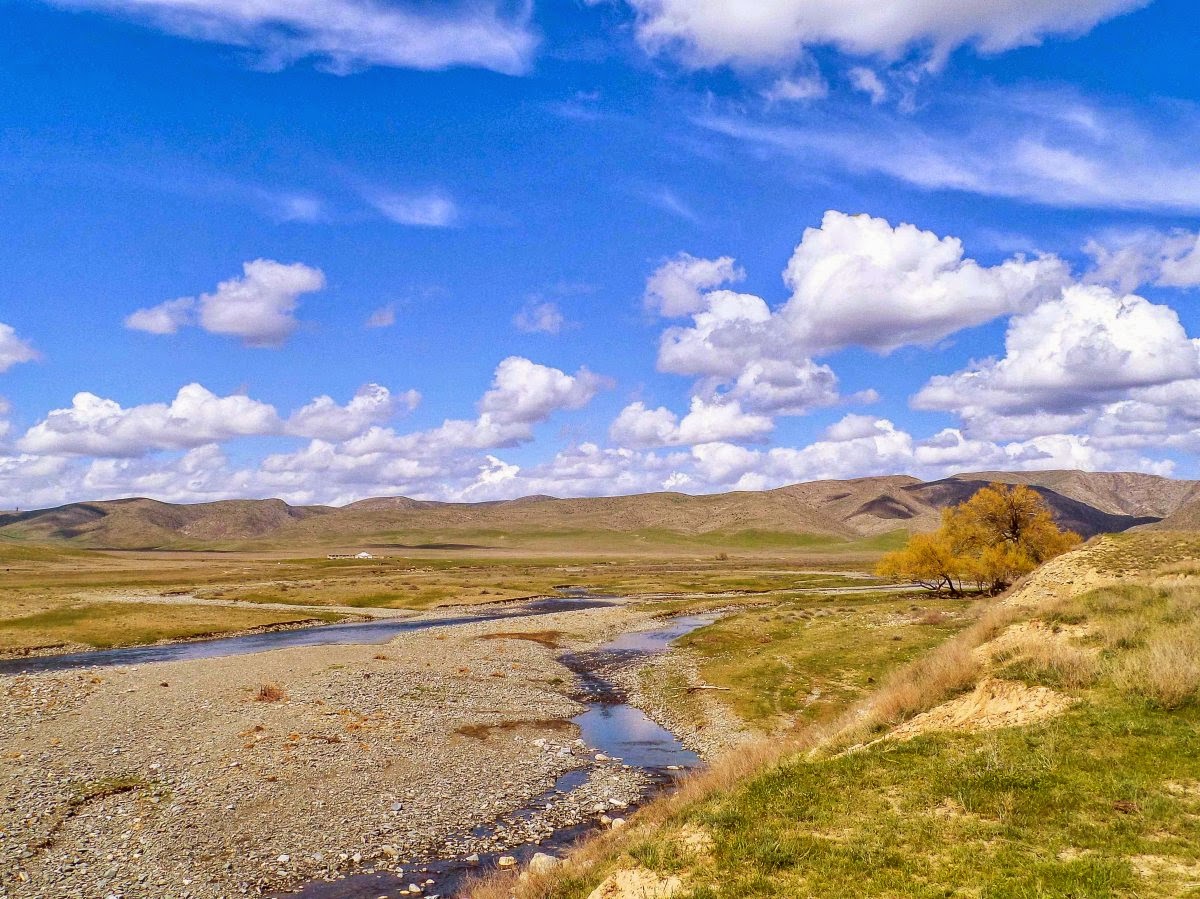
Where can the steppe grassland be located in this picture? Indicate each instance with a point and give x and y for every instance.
(52, 597)
(1101, 798)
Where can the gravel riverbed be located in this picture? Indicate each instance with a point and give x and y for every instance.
(198, 779)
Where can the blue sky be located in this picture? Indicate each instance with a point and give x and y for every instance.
(472, 250)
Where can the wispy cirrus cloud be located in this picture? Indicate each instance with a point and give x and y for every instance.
(343, 35)
(1047, 147)
(429, 209)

Exercise aim: Output the line containing "Where can the gravel" and every line after it through the final line of the records above, exactly as written and nothing else.

Response:
Where can the gravel riverbed be located in this picture? Indicate each instance with a point and give x and y for every instance.
(198, 779)
Where can the blue sky be located in this picture? Indicate each instance with a point and give x and y for every instance.
(472, 250)
Where can the wispy cirrus cloud be located in this picture? Indicate each instance with a point and give x and y for every instance.
(343, 35)
(1047, 147)
(429, 209)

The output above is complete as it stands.